• [Data provided]:
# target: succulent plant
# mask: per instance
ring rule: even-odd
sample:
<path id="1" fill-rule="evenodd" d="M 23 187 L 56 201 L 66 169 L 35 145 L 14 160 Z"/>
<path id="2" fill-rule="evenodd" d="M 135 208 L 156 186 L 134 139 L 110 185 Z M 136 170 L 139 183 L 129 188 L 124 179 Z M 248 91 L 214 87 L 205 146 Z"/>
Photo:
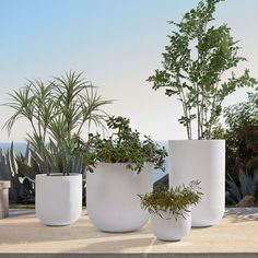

• [Work to complete]:
Pull out every line of the items above that contains the string "rule", treating uppercase and lowercase as different.

• [Task output]:
ring rule: even-odd
<path id="1" fill-rule="evenodd" d="M 23 187 L 56 201 L 66 169 L 35 145 L 14 160 Z"/>
<path id="2" fill-rule="evenodd" d="M 135 208 L 156 186 L 134 139 L 110 185 Z M 136 170 L 139 183 L 129 188 L 124 179 Z M 248 91 L 214 87 L 205 146 Z"/>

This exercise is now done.